Render the items below as a JSON list of strings, one string per line and no blank lines. Begin at the line that has "Rules: pick out each instance of the blackboard" and stop after the line that has "[[78, 47], [67, 171], [144, 45], [233, 68], [150, 88]]".

+ + +

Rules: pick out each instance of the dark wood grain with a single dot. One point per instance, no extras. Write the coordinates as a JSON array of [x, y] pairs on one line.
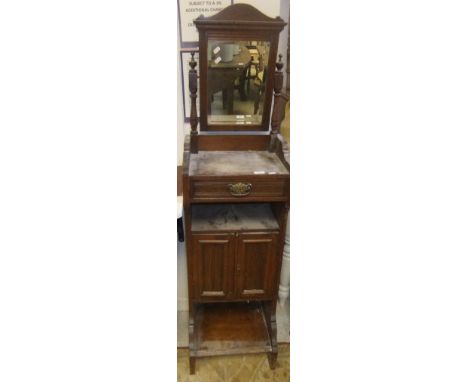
[[229, 264], [231, 328]]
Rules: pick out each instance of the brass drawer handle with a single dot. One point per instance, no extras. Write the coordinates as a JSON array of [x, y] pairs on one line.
[[240, 189]]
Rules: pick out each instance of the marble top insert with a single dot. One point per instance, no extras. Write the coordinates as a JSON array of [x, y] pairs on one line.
[[235, 163]]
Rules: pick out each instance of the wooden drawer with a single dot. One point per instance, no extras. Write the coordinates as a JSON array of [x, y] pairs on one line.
[[239, 190]]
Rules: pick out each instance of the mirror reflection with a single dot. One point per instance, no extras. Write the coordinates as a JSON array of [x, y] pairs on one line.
[[236, 81]]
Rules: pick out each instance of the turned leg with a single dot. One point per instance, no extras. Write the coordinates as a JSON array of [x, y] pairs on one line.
[[192, 365], [192, 359], [283, 292], [269, 308]]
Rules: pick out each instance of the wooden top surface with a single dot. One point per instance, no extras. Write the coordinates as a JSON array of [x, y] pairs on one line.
[[231, 163]]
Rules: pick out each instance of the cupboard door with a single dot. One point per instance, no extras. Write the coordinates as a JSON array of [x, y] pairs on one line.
[[213, 265], [256, 263]]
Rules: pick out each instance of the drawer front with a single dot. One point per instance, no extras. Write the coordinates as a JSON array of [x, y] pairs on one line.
[[239, 190]]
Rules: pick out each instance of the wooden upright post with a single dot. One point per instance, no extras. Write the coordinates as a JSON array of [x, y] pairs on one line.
[[280, 101], [193, 105]]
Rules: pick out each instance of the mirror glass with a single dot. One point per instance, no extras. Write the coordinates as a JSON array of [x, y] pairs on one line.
[[237, 76]]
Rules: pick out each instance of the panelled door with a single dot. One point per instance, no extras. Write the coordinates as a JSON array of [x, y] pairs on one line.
[[255, 265], [213, 260]]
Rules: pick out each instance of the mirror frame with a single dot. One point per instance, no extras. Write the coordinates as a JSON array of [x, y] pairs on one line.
[[237, 22]]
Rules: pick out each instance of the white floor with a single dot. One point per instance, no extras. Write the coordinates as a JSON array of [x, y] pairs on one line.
[[282, 322]]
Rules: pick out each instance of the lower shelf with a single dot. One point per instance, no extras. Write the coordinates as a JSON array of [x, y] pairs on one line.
[[231, 328]]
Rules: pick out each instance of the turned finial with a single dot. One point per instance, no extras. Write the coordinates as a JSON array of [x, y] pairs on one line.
[[192, 62]]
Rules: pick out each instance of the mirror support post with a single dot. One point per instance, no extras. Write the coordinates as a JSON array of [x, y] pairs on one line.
[[193, 105], [280, 101]]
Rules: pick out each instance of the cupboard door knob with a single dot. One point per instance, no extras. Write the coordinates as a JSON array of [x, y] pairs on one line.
[[240, 189]]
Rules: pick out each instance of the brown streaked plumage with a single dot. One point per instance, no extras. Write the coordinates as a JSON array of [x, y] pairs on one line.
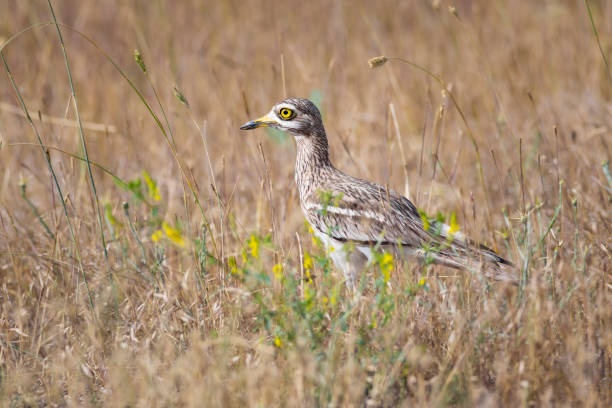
[[342, 209]]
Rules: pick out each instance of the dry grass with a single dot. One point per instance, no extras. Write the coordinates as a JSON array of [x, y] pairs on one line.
[[246, 311]]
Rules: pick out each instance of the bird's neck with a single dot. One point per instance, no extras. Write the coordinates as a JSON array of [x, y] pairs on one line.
[[312, 162]]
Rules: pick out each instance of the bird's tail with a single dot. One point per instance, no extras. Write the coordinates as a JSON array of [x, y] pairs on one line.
[[458, 251]]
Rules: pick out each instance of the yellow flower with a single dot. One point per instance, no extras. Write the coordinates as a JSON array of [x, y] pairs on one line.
[[278, 271], [253, 244], [307, 261], [157, 235], [231, 261], [386, 265], [173, 234]]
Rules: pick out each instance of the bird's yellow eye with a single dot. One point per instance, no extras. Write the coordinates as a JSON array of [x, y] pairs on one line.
[[286, 113]]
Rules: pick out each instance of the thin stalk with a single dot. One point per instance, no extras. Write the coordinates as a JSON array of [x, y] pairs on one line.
[[83, 144], [144, 102], [55, 181], [35, 211], [441, 82], [603, 54]]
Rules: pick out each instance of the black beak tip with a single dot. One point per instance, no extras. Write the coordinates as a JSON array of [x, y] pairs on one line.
[[249, 125]]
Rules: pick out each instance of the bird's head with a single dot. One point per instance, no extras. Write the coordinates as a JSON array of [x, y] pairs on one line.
[[298, 116]]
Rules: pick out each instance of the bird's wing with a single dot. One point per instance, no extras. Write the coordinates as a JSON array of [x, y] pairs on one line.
[[358, 211], [354, 210]]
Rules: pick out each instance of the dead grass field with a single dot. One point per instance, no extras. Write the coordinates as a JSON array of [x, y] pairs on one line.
[[231, 302]]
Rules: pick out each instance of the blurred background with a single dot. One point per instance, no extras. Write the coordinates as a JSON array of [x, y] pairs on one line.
[[528, 76]]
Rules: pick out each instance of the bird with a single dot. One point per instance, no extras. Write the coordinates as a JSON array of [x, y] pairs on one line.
[[354, 218]]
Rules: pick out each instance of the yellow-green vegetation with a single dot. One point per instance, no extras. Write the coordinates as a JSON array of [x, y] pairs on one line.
[[151, 254]]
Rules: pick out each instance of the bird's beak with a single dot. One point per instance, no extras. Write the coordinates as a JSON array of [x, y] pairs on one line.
[[264, 121]]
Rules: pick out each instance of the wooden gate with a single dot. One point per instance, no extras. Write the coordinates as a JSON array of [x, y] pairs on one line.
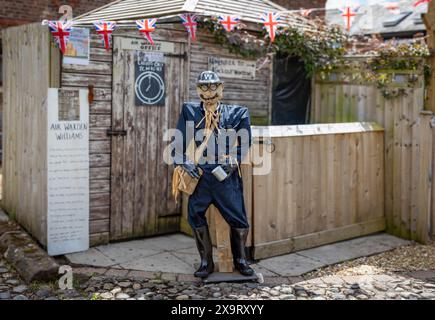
[[141, 201]]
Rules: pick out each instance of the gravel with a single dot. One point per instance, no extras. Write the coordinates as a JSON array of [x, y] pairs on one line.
[[373, 278], [414, 257]]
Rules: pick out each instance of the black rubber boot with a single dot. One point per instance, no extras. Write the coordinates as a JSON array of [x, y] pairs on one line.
[[238, 247], [203, 243]]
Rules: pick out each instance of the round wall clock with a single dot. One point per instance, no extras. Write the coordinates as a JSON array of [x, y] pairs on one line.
[[150, 88]]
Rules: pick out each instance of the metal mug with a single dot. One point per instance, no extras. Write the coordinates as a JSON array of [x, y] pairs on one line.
[[220, 173]]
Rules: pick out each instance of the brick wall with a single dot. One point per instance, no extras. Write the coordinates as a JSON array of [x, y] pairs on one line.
[[297, 4], [15, 12]]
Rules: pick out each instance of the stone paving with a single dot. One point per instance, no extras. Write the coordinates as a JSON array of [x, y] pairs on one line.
[[117, 284], [177, 253]]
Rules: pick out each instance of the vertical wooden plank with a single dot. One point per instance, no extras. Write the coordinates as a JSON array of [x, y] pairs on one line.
[[223, 244], [117, 158]]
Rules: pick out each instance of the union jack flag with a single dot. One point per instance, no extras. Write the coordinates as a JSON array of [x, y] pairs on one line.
[[270, 22], [349, 14], [306, 12], [229, 22], [145, 27], [105, 30], [393, 7], [189, 21], [419, 2], [61, 31]]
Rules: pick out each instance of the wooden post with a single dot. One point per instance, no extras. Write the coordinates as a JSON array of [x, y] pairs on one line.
[[223, 244], [429, 21]]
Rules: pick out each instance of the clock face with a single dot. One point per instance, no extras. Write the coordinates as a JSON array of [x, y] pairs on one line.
[[150, 88]]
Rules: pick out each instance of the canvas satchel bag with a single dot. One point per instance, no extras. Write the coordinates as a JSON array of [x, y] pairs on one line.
[[181, 180]]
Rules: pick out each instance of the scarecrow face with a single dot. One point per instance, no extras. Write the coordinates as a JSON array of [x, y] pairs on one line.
[[210, 94]]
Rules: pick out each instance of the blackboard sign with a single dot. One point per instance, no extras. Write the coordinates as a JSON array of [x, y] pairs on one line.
[[150, 89]]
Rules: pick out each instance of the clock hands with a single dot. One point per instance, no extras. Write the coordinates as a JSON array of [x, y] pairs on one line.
[[149, 84]]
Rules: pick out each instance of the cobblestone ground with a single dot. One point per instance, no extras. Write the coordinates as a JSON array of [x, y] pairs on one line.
[[365, 283]]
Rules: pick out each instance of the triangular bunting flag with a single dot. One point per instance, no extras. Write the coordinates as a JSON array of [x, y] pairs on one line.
[[61, 31], [270, 22], [145, 27], [189, 22], [229, 22], [105, 30], [349, 14]]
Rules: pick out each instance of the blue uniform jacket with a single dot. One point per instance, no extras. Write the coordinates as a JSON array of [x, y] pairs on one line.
[[233, 117]]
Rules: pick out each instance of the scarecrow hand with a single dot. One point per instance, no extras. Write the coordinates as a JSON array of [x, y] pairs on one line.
[[191, 170], [229, 168]]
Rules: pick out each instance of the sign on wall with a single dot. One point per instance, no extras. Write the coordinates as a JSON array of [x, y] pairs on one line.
[[78, 47], [67, 171], [144, 45], [233, 68], [150, 88]]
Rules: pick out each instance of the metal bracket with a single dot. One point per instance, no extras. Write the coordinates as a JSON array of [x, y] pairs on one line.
[[116, 133]]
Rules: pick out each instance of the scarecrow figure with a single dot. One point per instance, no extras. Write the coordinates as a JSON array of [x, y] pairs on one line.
[[219, 175]]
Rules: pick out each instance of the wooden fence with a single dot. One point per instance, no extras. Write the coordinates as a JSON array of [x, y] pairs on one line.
[[325, 185], [408, 145]]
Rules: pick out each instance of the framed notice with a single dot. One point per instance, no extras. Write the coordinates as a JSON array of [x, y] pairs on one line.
[[150, 87], [233, 68], [67, 171], [78, 47]]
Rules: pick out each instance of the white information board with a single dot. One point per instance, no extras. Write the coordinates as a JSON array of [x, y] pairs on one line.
[[233, 68], [67, 171]]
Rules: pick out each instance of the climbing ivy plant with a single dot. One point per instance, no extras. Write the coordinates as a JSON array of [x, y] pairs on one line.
[[326, 49]]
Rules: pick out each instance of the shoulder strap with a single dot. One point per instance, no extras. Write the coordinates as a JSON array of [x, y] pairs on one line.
[[199, 152]]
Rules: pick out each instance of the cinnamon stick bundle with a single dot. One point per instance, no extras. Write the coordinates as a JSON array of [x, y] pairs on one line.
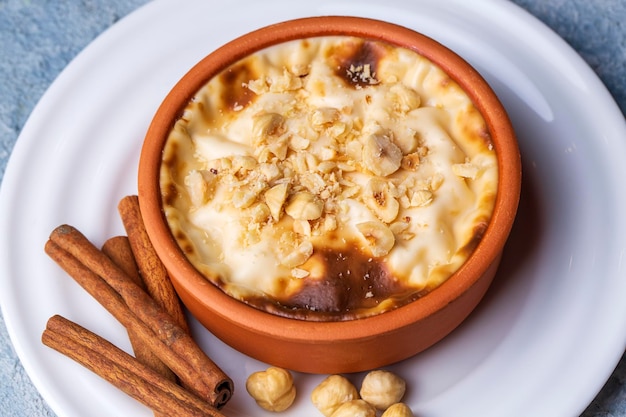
[[153, 272], [118, 249], [139, 313], [123, 371]]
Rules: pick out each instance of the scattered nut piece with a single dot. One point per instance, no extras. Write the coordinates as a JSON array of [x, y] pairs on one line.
[[382, 388], [272, 389], [421, 198], [379, 237], [331, 393], [299, 255], [266, 124], [304, 206], [398, 410], [275, 198], [410, 162], [378, 198], [355, 408], [381, 155]]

+ + +

## RIGHT ANSWER
[
  "Rules: pick out each instance of the blackboard sign with a single dot. One point per instance, no extras. Write the coordinates as a JSON array of [x, y] pairs on one line.",
  "[[150, 89]]",
  "Rules: pick out each instance of the clock hands with a single dot. One point per instance, no extras. Write the coordinates as a JSON array of [x, y] pairs on one line.",
  "[[149, 84]]",
  "Rules: pick out each instance of the cobblestone ground with a single dot. One point per instance, no extras. Write the coordinates as a JSON array of [x, y] pairs on one line.",
  "[[365, 283]]",
  "Rules: pick out each instance of the triangular bunting flag with a single dot. One point per instance, no extras. Write the coordinates as a JSON array of [x, y] pairs on one line.",
  "[[61, 31], [270, 22], [145, 27], [189, 22], [229, 22], [105, 30], [349, 14]]",
  "Rules: pick out each instance of the blue uniform jacket with a single dot. One point per instance, no extras. Write the coordinates as a JSON array of [x, y] pairs on one line.",
  "[[233, 117]]",
  "Rules: pick out each instance of the scarecrow hand with a single dot. One point per instance, no extras. Write the coordinates as a JSON array of [x, y] pairs on one line.",
  "[[191, 170], [229, 168]]",
  "Rules: pick out each instance of the sign on wall with a single dot. One point per instance, no extras. Write the coordinates as a JSON array of [x, y] pairs on one line.",
  "[[78, 47], [67, 171], [144, 45], [233, 68], [150, 88]]"
]